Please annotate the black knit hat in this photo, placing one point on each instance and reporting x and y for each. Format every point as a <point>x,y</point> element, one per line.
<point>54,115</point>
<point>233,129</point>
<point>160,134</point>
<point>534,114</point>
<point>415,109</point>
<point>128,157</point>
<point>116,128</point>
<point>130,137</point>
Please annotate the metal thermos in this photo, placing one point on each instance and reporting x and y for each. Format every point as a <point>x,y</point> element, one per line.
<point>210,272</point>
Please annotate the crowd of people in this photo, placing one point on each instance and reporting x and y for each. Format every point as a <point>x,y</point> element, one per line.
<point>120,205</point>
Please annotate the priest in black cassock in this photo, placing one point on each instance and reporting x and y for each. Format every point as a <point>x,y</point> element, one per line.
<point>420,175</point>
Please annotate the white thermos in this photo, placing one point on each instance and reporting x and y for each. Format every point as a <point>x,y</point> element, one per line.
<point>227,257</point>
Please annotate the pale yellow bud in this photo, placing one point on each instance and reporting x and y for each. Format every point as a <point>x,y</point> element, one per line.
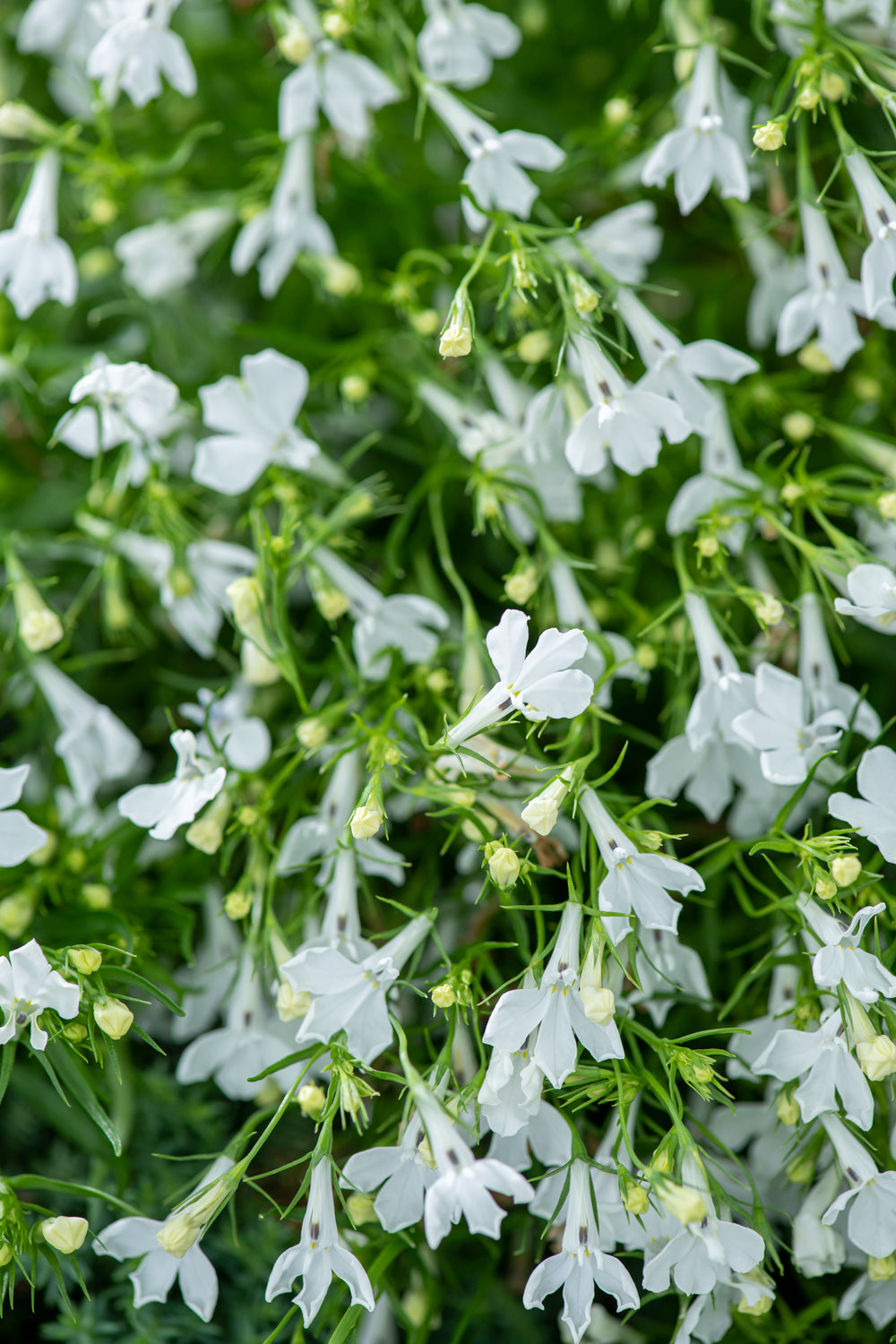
<point>65,1234</point>
<point>85,960</point>
<point>113,1018</point>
******
**WHAT YOU ARE ASKED TO DO:** Please repeat the listing precisely, excluding the pictures it contains.

**SOLUTION BELOW:**
Please annotate the black knit hat in this photo, placing one point on each instance and reporting x and y for each. Format every point as a <point>x,y</point> element, one per line.
<point>54,115</point>
<point>233,129</point>
<point>160,134</point>
<point>534,114</point>
<point>415,109</point>
<point>128,157</point>
<point>116,128</point>
<point>130,137</point>
Please annotate the metal thermos in this photo, placing one point on each instance and reporting x and y for each. Format every point as a <point>x,y</point> element, one per line.
<point>210,272</point>
Please annotate the crowd of people in this photo, placing one point on each instance and reporting x and y for each. Format every point as a <point>x,y</point> element, one per line.
<point>120,205</point>
Please annotate the priest in black cassock in this photo, placing one point on each instance and reporting x and y for each. Format every point as a <point>x,y</point> element, one per line.
<point>420,175</point>
Please annotate the white thermos in this photo, placing one point on each instance and reporting x and y for each. Format every point as a <point>x,y</point> element, one per line.
<point>227,257</point>
Please annotate the pale yellow bud in this photo, placing one point on each instance and reporting x and y for each. Format every point as a <point>x,y</point> element, one per line.
<point>65,1234</point>
<point>85,960</point>
<point>113,1018</point>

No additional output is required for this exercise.